▶ [What you are asked to do]: Rewrite the entries from the start through the line containing "[[279, 67], [76, 160]]", swapping every "instance" for "occurrence" and keeping everything else the same.

Source data:
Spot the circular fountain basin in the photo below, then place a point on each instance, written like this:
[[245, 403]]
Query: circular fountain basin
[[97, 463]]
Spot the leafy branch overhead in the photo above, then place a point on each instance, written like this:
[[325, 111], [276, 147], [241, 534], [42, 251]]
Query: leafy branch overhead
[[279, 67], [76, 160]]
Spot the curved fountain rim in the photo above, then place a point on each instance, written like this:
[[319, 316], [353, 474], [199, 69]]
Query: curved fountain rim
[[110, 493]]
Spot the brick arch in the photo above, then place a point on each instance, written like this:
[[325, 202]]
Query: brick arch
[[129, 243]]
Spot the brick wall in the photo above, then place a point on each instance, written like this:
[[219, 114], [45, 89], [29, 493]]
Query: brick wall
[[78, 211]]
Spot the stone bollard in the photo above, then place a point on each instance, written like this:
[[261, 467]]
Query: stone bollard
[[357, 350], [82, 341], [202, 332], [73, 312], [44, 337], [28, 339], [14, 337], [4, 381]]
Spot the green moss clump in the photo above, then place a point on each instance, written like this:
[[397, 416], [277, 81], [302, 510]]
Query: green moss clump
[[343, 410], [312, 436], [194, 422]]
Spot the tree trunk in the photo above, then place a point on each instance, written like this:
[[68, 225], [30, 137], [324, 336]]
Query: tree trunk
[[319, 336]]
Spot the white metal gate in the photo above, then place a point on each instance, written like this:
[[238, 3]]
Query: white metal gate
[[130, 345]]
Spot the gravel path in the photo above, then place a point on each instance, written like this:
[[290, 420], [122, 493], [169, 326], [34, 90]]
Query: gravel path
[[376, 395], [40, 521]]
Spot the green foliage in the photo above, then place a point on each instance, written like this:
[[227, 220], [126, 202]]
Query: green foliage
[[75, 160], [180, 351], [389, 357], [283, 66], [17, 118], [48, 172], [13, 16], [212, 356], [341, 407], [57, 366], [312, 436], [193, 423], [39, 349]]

▶ [Full answer]:
Spot the circular fountain basin in the photo below, then place a point on each occurrence, written like this:
[[245, 403]]
Query: circular fountain basin
[[97, 463]]
Spot the leafy branch overhead in the photo above, then place a point on each occurrence, written like this:
[[325, 111], [276, 147], [241, 534], [42, 251]]
Query: leafy branch overhead
[[279, 67], [76, 160]]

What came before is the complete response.